-- start STORED ROWS --

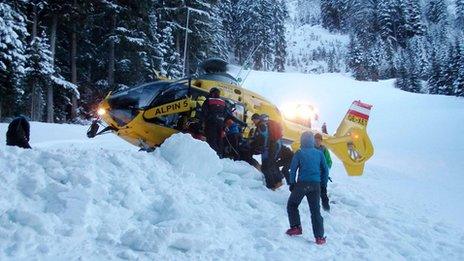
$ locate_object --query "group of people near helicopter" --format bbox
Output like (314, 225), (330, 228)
(6, 88), (332, 244)
(183, 88), (332, 244)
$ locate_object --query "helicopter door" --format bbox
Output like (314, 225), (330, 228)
(144, 83), (190, 130)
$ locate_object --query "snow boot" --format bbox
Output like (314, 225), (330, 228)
(322, 200), (330, 212)
(316, 237), (326, 245)
(285, 226), (303, 236)
(272, 181), (284, 191)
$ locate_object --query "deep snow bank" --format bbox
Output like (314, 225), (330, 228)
(0, 134), (283, 260)
(0, 128), (464, 260)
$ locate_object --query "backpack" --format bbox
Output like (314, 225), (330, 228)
(267, 120), (284, 142)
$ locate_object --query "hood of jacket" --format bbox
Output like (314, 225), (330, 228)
(300, 131), (314, 148)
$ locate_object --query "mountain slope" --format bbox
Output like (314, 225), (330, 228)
(0, 72), (464, 260)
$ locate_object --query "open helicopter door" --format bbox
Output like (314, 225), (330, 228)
(324, 101), (374, 176)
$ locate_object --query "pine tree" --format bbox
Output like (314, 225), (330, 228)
(453, 39), (464, 97)
(0, 3), (28, 119)
(427, 48), (442, 94)
(347, 35), (368, 81)
(23, 32), (55, 121)
(395, 49), (410, 91)
(406, 0), (425, 37)
(455, 0), (464, 32)
(273, 1), (288, 72)
(425, 0), (448, 24)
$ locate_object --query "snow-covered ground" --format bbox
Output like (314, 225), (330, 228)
(0, 72), (464, 260)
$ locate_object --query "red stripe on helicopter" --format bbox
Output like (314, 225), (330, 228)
(348, 109), (369, 120)
(208, 98), (226, 106)
(353, 101), (372, 110)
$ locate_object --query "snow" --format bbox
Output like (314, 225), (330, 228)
(0, 72), (464, 260)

-- end STORED ROWS --

INSTRUCTIONS TO FOLLOW:
Rewrite the listing above with "helicopter" swapped for "aircraft" wherever it occurs, leaving everything else unchanged, and omit the pictures.

WORKED ANSWER:
$ locate_object --query "group of people near aircraft" --format bbox
Output like (314, 225), (330, 228)
(6, 88), (332, 244)
(183, 88), (332, 244)
$ locate_object --query "aircraft door" --format bbox
Output like (314, 225), (330, 228)
(144, 83), (190, 130)
$ locate_object --query "snow boot" --format bbox
Output like (314, 225), (330, 228)
(322, 200), (330, 212)
(316, 237), (326, 245)
(285, 226), (303, 236)
(272, 181), (284, 191)
$ locate_object --query "deep snow bank" --format bbox
Output like (314, 225), (330, 228)
(0, 134), (283, 260)
(0, 128), (464, 260)
$ locate_object --query "backpack" --format bbox
Output like (314, 225), (330, 228)
(267, 120), (284, 142)
$ locate_object --query "hood of jacket" --format bbox
Output like (314, 225), (330, 228)
(300, 131), (314, 148)
$ locate_object --query "mountain slope" --format bbox
Output like (314, 225), (330, 228)
(0, 72), (464, 260)
$ locate_object --query "open aircraft door" --format bbox
Output like (314, 225), (330, 228)
(324, 101), (374, 176)
$ locate_object --query "pine tree" --format bbox
Output like (314, 225), (330, 228)
(453, 39), (464, 97)
(0, 3), (28, 119)
(427, 48), (442, 94)
(347, 35), (368, 81)
(23, 32), (55, 121)
(395, 49), (410, 91)
(406, 0), (425, 37)
(455, 0), (464, 32)
(273, 1), (288, 72)
(425, 0), (448, 24)
$ locate_object --query "snow-covered ground" --format bbox
Output like (314, 225), (330, 228)
(0, 72), (464, 260)
$ locate_object --query "red stripe on aircraft" --format bbox
Output like (314, 225), (330, 228)
(348, 109), (369, 120)
(208, 98), (226, 106)
(353, 101), (372, 110)
$ locate_object --query "snow" --format bbox
Output like (314, 225), (330, 228)
(0, 72), (464, 260)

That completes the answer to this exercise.